▸ **Task prompt**
Below are the records; copy each line in which "logo" occurs.

▸ **Dataset entries**
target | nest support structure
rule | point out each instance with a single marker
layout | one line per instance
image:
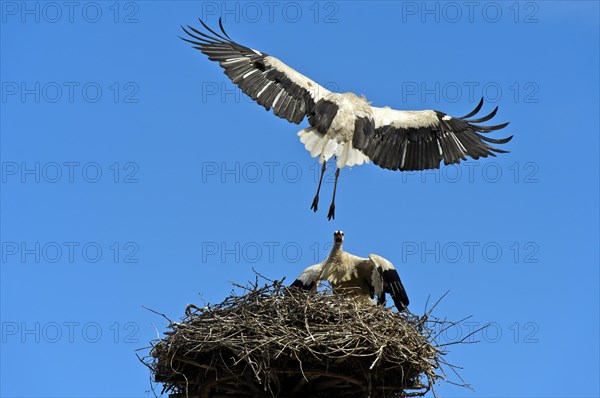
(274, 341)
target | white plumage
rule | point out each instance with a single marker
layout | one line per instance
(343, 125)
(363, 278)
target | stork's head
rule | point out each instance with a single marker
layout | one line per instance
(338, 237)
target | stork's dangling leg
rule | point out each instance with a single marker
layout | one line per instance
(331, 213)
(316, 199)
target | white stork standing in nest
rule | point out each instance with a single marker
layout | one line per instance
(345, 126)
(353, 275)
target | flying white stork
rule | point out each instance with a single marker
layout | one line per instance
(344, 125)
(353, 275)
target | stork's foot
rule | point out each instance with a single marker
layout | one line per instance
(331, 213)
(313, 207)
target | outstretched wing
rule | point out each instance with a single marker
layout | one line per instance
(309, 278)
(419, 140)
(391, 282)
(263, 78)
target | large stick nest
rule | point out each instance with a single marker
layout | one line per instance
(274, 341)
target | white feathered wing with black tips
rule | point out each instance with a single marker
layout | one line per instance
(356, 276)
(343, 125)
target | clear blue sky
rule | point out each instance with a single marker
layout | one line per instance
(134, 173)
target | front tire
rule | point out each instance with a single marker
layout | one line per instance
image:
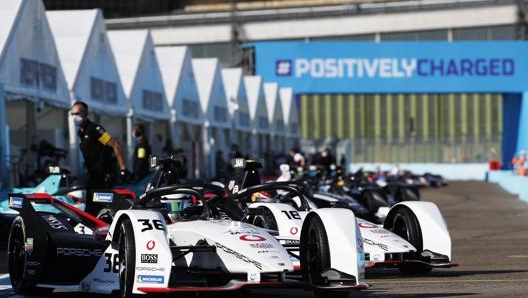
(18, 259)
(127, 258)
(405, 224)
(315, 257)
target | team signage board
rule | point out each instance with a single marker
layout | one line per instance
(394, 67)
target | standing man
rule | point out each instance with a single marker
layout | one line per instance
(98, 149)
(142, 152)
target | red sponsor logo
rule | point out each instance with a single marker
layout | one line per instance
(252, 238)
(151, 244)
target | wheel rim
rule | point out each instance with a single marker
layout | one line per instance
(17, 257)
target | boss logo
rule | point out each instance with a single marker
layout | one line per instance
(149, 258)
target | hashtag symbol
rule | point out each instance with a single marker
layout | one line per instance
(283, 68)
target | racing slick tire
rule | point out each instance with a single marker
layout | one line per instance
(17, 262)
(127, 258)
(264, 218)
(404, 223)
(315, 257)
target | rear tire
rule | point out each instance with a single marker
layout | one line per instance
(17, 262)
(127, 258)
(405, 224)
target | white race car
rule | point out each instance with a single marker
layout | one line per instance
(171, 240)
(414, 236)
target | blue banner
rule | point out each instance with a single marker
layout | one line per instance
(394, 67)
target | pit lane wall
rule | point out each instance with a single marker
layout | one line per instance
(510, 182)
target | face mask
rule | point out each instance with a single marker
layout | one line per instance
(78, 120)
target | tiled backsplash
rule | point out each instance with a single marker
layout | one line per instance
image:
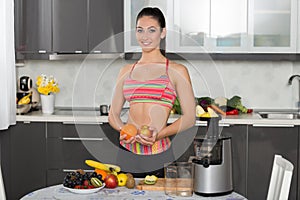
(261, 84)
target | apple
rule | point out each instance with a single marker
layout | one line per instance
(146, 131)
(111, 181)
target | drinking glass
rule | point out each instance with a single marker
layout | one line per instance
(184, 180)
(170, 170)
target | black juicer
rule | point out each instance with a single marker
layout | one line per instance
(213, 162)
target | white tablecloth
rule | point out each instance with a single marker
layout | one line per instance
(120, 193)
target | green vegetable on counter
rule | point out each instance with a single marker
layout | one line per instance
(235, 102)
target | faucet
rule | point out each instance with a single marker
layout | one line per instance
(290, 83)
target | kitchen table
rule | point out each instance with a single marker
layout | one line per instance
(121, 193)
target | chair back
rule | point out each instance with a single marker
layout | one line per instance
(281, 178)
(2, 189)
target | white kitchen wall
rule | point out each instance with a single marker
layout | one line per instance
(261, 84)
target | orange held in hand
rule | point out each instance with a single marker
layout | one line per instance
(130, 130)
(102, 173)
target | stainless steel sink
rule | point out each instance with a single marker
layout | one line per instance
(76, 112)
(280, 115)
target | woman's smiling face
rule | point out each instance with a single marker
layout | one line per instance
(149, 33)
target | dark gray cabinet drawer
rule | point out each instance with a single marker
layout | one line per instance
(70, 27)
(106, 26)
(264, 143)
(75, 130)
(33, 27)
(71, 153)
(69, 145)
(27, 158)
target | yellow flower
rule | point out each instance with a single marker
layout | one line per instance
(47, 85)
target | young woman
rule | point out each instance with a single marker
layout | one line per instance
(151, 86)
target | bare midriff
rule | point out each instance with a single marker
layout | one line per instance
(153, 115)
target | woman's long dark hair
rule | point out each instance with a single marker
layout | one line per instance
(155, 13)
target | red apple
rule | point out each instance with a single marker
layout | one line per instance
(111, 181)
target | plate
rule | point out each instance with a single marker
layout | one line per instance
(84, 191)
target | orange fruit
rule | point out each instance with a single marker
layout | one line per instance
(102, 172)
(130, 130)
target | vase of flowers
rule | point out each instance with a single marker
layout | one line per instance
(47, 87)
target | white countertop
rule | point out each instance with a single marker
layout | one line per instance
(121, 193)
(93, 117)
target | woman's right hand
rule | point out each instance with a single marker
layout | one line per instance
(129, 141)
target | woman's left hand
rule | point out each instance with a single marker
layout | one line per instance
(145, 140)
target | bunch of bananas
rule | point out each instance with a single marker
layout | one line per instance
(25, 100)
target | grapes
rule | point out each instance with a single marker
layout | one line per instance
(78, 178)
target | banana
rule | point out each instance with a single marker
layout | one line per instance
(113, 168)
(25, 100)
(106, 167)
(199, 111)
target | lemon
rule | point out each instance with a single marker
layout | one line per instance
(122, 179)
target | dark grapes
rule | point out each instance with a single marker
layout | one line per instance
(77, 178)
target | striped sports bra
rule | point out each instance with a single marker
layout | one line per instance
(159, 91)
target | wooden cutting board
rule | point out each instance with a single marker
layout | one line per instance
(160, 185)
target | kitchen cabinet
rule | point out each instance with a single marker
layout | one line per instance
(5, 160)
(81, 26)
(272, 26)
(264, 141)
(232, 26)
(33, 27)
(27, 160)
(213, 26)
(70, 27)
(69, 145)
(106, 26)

▸ **The completed task**
target | red sponsor logo
target | boss logo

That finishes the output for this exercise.